====== Source material ======

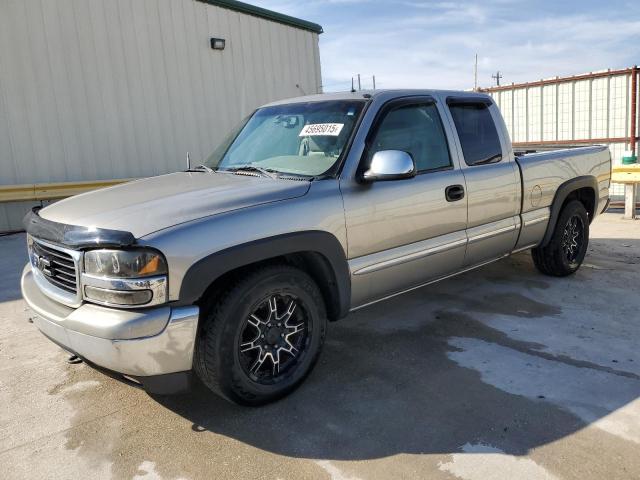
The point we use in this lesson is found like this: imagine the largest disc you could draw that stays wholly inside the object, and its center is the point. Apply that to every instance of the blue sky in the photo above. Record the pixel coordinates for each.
(414, 43)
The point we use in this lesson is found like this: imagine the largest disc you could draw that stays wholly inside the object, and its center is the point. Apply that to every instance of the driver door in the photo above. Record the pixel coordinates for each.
(404, 233)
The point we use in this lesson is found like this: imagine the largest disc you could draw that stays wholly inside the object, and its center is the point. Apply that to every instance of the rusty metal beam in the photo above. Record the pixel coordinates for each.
(582, 141)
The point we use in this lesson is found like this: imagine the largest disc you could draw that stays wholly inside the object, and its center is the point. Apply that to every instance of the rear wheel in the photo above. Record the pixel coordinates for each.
(565, 252)
(263, 337)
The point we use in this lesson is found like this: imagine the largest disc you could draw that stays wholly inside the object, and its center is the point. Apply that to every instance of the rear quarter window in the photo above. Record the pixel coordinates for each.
(477, 133)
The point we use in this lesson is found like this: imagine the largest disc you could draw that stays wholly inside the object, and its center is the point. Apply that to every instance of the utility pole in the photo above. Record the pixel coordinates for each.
(475, 75)
(497, 78)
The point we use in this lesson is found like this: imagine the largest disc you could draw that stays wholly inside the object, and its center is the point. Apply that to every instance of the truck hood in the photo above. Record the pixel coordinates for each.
(151, 204)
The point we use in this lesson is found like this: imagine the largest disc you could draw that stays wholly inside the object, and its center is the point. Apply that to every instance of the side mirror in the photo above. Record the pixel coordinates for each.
(390, 165)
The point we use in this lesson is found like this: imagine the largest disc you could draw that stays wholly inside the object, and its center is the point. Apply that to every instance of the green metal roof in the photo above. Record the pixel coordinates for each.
(264, 13)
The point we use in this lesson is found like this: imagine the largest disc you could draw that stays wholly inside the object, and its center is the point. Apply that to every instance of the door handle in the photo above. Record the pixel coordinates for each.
(453, 193)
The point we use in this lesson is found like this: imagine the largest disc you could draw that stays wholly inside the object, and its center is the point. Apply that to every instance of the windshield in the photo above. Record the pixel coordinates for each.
(300, 138)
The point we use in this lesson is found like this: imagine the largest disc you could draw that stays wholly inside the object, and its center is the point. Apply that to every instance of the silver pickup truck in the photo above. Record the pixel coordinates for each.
(314, 207)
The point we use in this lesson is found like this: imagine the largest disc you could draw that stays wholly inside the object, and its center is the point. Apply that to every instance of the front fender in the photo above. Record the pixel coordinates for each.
(208, 269)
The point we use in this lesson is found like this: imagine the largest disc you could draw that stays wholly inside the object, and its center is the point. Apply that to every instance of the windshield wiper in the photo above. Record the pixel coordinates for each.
(201, 168)
(267, 172)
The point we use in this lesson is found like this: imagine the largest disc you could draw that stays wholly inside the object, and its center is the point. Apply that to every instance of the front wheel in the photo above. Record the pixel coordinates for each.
(565, 252)
(263, 337)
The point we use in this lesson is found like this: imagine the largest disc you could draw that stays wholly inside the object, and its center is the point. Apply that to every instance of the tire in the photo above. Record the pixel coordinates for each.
(565, 252)
(254, 347)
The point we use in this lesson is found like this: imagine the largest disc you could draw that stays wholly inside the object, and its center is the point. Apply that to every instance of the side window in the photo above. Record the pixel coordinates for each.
(417, 130)
(477, 133)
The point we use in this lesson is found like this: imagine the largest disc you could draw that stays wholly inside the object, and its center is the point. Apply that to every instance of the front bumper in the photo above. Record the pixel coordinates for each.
(136, 343)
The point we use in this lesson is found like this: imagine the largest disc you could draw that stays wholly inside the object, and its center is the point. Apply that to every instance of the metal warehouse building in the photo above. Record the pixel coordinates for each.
(598, 107)
(114, 89)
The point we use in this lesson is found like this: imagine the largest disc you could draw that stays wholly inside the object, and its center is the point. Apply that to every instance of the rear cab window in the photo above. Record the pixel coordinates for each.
(476, 130)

======

> [Direction]:
Please write out all the data again word for word, but not the pictures.

> [Worked answer]:
The point we use in this lesson is found like this: imagine the largest disc you could draw that stays wholly inside the object, and its center is the point. Apply that to every instance of the blue sky in the photo above. Record the pixel coordinates for each.
(414, 43)
The point we use in this lesson is found like this: imagine the largest disc you could draw that stays wholly inside the object, and its center is the point. Apply that to every instance of the driver door in the photo above. Record the pixel coordinates for each.
(404, 233)
The point we use in this lesson is found like this: imagine the largest disc you could draw that stays wholly inside the object, and its center is the point. Apply that to every instance of the rusty metal beam in the photo above. Record the pixel coordinates for each.
(582, 141)
The point we use in this lesson is found like this: imagine the largest disc you could draw that stays wholly inside the object, and its center is the point. Apply that to every instance of the rear wheel in the photo above. Record the pixel coordinates for each.
(565, 252)
(263, 337)
The point we use in this lesson is found like this: imagine the largest disc you could draw that stays wholly inside the object, and its center is the point. Apply that to every instance of the rear quarter window in the photo above. Record the pixel coordinates for each.
(477, 133)
The point we use in this lesson is found like this: imagine the largest disc you could draw that stays wholly inside the object, and its center is the point. Apply that to every instance of the utility pole in the photo above. Record the pixel coordinates for each.
(475, 75)
(497, 78)
The point we use in this lesson is found like this: imagine the largest disc you could draw that stays wholly inside the object, and its center is the point. Apply that to every instance of the truck hood in the photo above. Record the pixel coordinates for each.
(151, 204)
The point we use in this lesson is found like this: imagine the largest disc you could draw that stays wholly inside the object, and its center is the point. Apply that to every instance of the side mirror in the photo above. Record the pixel coordinates for each.
(390, 165)
The point we use in this lesson is found like this: imagine the largest disc you could draw that stays wholly inside the object, and its center is the point. Apply that to every instance of the green metal roof in the photo above. Record the pixel coordinates for each.
(264, 13)
The point we use in this lesson is found like this: imagine the largest disc you could draw that stays wholly inside the object, and its center is the point. Apply that to every instance of the door handle in the photo above. Record the pixel coordinates for each.
(453, 193)
The point we use in this lesson is found like this: imagine the largest disc you could draw that stays wholly inside the object, and its center is the point. Apply that to every instance of the windshield in the photo above. Record the pixel coordinates for each.
(300, 138)
The point we use in this lesson is found like this: imagine the largest disc you could draw that stays wholly inside the object, and its center is the point. Apply that to every instance of the silver pickup truck in the photo above. Record the pixel coordinates for each.
(314, 207)
The point we use in this lesson is found like this: imagine the largest disc you could draw that stays wholly inside the object, and its center is the point. Apply that to every instance of the front fender in the photo above. Record the pixel coordinates for each.
(208, 269)
The point we use in this lesson is found like this: imagine the largest disc you could draw that stays wholly inside the object, and its center is the point. Apply that to every instance of the windshield wiper in the photo above. Record the pixel coordinates for each.
(201, 168)
(267, 172)
The point we use in this lesson is found like this: imagine the largest disc you could draw that stays wholly inside the object, and its center is the point. Apply that to every instance of the front wheel in the photo above. Record the pixel coordinates for each.
(565, 252)
(263, 337)
The point we use in this lesson is found like this: imagine the largest disc you could draw that stays wholly inside the object, and its center is the point. Apply that to every instance of the tire in the photo above. Record the pixel coordinates for each.
(565, 252)
(254, 347)
The point we use in this lesson is found like this: imagine the largest disc you could draw that stays wholly inside the object, and its center is the point. Apply that to every instance of the side window in the photo above. Record the pixel coordinates for each.
(417, 130)
(477, 133)
The point we use in this lesson is found like this: imagine the largest disc you could draw that stays wholly inside the object, and its center is the point. Apply that to every instance of the front bumper in the photo above. Record the pixel coordinates for each.
(136, 343)
The point we use in this lesson is found like this: imagine the largest disc you could draw that stays wholly inside the object, and its center is the point. Apply that to every instance of the metal warehouse building in the photo above. Record the pixel coordinates for each.
(598, 107)
(114, 89)
The point we use in this lesson is found like this: imagine the largest disc you could draw that stays wholly inside the object, and its center is the point. Apply that to every instance of the rear cab window in the photo above. Record the pixel coordinates for each.
(476, 130)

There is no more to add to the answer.